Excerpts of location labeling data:
[BEGIN]
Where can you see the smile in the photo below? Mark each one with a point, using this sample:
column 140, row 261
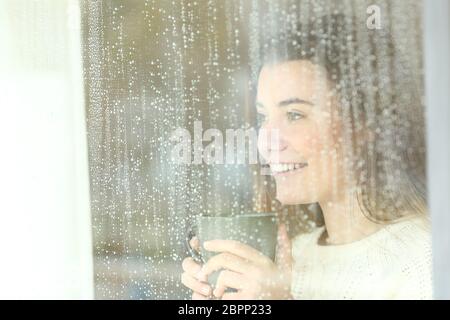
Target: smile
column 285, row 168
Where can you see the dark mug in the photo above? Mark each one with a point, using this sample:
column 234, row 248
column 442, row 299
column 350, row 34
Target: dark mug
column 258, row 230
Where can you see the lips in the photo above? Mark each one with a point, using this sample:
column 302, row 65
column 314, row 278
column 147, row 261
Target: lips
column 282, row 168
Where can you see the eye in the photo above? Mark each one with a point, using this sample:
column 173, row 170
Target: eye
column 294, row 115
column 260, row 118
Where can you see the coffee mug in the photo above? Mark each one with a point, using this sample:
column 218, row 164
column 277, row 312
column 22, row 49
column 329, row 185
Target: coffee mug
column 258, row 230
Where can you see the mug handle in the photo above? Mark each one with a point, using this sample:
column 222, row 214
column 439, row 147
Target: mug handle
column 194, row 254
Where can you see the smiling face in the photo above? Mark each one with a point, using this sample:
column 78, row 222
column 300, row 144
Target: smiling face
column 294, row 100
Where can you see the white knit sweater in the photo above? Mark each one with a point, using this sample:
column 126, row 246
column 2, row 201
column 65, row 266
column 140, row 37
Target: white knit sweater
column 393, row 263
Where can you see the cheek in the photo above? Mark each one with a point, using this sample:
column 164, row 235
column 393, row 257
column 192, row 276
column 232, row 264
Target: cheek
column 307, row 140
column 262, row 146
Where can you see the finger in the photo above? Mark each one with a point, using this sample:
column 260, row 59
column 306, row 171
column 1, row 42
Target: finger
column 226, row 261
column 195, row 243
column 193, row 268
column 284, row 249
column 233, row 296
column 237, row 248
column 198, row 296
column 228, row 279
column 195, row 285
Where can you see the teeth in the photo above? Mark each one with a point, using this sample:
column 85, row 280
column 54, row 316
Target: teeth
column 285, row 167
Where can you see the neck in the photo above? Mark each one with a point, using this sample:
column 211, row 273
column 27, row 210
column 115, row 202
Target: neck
[END]
*TASK TO COMPLETE:* Write out all the items above again, swapping every "Target" for "Object" and changing nothing else. Leave out the pictures.

*RESULT:*
Where can you see the smile in the photo below? Mark each one with a point, using this sample:
column 140, row 261
Object: smile
column 285, row 168
Where can you see the dark mug in the photo above? Mark each one with a point, using this sample:
column 234, row 248
column 442, row 299
column 350, row 34
Object: dark mug
column 258, row 230
Where can you see the lips in the photo above? Mark each one with a point, using this sample:
column 302, row 65
column 314, row 278
column 147, row 261
Object: lips
column 282, row 168
Where can you see the eye in the photo above? Mark each one with a point, using this sample:
column 173, row 170
Object: eye
column 294, row 115
column 260, row 118
Where can you see the coffee mug in the photo above? Mark each one with a point, using this sample:
column 218, row 164
column 277, row 312
column 22, row 49
column 329, row 185
Object: coffee mug
column 258, row 230
Where can you see the mug handle in the photo above? Mark each one with a point, using this sample:
column 222, row 214
column 439, row 147
Object: mug handle
column 194, row 254
Where can you see the smiling face in the photo above? Mark each one with a point, using this sample:
column 78, row 222
column 300, row 144
Object: smiling face
column 294, row 100
Where can you see the white knit sweater in the photo above? Mark each one with a point, using this sample:
column 126, row 246
column 2, row 201
column 65, row 266
column 140, row 37
Object: white knit sweater
column 393, row 263
Where can you see the cheek in the photo above? Mark each one with a point, using this sample:
column 164, row 235
column 393, row 257
column 192, row 276
column 232, row 264
Object: cheek
column 307, row 140
column 262, row 146
Where can you see the finger in the photo above? Mark each one with a point, using this sample:
column 260, row 59
column 306, row 171
column 1, row 42
Object: finger
column 226, row 261
column 195, row 243
column 193, row 268
column 284, row 249
column 233, row 296
column 237, row 248
column 198, row 296
column 228, row 279
column 195, row 285
Where can you see the teeth in the photo above? Mark each one with a point, using this sample:
column 85, row 280
column 54, row 316
Object: teeth
column 285, row 167
Where can you see the neck in the photo above? Mark each one with a point, using this sample:
column 211, row 273
column 27, row 210
column 115, row 202
Object: neck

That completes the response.